**Document section:**
I realize that I’ve broken my golden retriever metaphor up by inserting that bit about my dad getting fired for being a drunk, but I promise it will be totally worth it in a few paragraphs.

So here was my father… a 36 year-old, unemployed alcoholic. Before his exit from the work force, he and my mother would drive home every night together. As soon as they got home, my dad would disappear into their bedroom and my mother would begin the process of cleaning up the destruction of 3 latchkey kids, left alone from 3:30 to 6 pm. Sometimes demands were made by my mother for immediate assistance, but often there were deep sighs of frustration, followed by the passive aggressive banging of cabinets and crashing of pots and pans as dinner was prepared.

This was our familial structure for the first 11 years of my life. Then one morning, dad wasn’t in the front seat of the car as my brother and I were driven to school by our mother. I don’t remember ever asking questions about causality and gray areas involving culpability involving marital disputes, but suffice to say it was pretty clear that the my mother was contemplating my dad's worth as a husband, father and man.

**What you will do:**
1. In the essay excerpt, between what hours were the three latchkey kids left alone?
2. Return everything in the essay excerpt from "I realize that" down to "a few paragraphs.", word for word.
The data after this point have no connection to the essay excerpt.

**Recorded information:**
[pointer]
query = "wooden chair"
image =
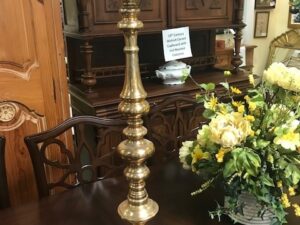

**Answers to the tasks:**
1. From 3:30 to 6 pm.

2.
I realize that I’ve broken my golden retriever metaphor up by inserting that bit about my dad getting fired for being a drunk, but I promise it will be totally worth it in a few paragraphs.